Can you copy every line of the records below, requests included, and shift each x and y coordinate in the answers up by 127?
:: Dataset excerpts ::
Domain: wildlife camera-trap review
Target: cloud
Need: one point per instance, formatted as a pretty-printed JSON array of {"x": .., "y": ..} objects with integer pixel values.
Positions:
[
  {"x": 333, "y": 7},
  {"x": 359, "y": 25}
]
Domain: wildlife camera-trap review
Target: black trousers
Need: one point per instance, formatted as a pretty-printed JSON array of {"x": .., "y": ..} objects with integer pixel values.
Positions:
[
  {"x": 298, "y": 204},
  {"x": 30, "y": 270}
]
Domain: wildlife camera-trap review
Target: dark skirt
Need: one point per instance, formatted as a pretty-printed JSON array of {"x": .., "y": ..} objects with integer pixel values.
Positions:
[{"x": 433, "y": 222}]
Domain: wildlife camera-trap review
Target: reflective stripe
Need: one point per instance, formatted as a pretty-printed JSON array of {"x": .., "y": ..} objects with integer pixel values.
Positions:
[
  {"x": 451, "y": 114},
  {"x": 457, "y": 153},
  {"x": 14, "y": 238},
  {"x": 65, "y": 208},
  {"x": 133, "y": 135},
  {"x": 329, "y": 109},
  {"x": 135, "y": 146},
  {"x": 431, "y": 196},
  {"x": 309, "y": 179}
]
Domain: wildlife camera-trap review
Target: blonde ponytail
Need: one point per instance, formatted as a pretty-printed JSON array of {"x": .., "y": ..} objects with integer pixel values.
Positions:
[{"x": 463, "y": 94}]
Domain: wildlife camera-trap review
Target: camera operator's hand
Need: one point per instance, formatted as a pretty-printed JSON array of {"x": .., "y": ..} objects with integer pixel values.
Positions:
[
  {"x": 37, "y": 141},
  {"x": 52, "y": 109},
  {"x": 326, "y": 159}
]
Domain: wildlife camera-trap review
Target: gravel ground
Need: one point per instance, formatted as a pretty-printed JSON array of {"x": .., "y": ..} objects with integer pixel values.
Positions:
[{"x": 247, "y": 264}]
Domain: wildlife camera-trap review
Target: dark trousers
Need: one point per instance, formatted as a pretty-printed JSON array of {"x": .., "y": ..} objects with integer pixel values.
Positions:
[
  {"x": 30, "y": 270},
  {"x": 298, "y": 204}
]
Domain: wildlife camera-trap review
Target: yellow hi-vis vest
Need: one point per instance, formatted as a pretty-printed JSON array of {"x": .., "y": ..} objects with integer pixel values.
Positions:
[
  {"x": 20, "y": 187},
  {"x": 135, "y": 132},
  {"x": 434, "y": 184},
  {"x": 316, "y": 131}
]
:::
# The output:
Domain: wildlife camera-trap review
Target: cloud
Need: one point per instance, formatted as a pretty-printed JSON array of {"x": .., "y": ..} objects with integer pixel values.
Positions:
[
  {"x": 460, "y": 134},
  {"x": 486, "y": 152}
]
Domain: wildlife camera-trap review
Target: black trousers
Need: one point per instance, formatted as a pretty-printed JSON array of {"x": .., "y": ..} objects with integer pixel values.
Positions:
[
  {"x": 425, "y": 331},
  {"x": 157, "y": 397}
]
Domain: wildlife camera-trap review
Target: dark skirt
Need: one point per instance, formatted as a pretty-printed JSON array of {"x": .., "y": ..} objects with integer pixel values.
Positions:
[{"x": 560, "y": 349}]
Domain: wildlife camera-trap review
Target: reflective stripe
Need: one point per instance, formatted as a pretty-printed JSON array of {"x": .., "y": ..} objects with integer pixel values.
Positions:
[
  {"x": 578, "y": 241},
  {"x": 584, "y": 280},
  {"x": 141, "y": 365},
  {"x": 192, "y": 335},
  {"x": 260, "y": 262},
  {"x": 456, "y": 236},
  {"x": 262, "y": 273},
  {"x": 558, "y": 323},
  {"x": 436, "y": 306}
]
Domain: wildlife camera-trap review
Target: blonde ponytail
Need: one point per instance, formatted as a pretty-printed JSON array of {"x": .., "y": ..} objects with integer pixel values.
Positions:
[{"x": 590, "y": 221}]
Domain: wildlife camera-trap review
Target: camera operator's hand
Need: one point per instance, formatted as a pretty-printed JSON array of {"x": .., "y": ..} objects with integer pixel values.
Positions:
[
  {"x": 164, "y": 268},
  {"x": 179, "y": 236},
  {"x": 453, "y": 286}
]
Domain: wildlife camera-trap review
Target: gravel ground
Need: one point per instance, formatted as a pretty-printed JSON array of {"x": .., "y": ..} objects with integer pixel values.
Positions:
[{"x": 374, "y": 391}]
Domain: wildlife camera-trap review
Target: dark trousers
Need: one point per instance, formatted as a pretty-printed JSON array of {"x": .., "y": ..} objects with integer pixel values.
Positions:
[
  {"x": 157, "y": 397},
  {"x": 425, "y": 331}
]
Domain: wildlife camera-trap review
Target: yellow hi-vis vest
Need: one point per instance, formatted as a pretty-printed JSON array of {"x": .., "y": ..} objects with integer pixel values.
Positions:
[
  {"x": 147, "y": 314},
  {"x": 262, "y": 259},
  {"x": 561, "y": 311},
  {"x": 443, "y": 258}
]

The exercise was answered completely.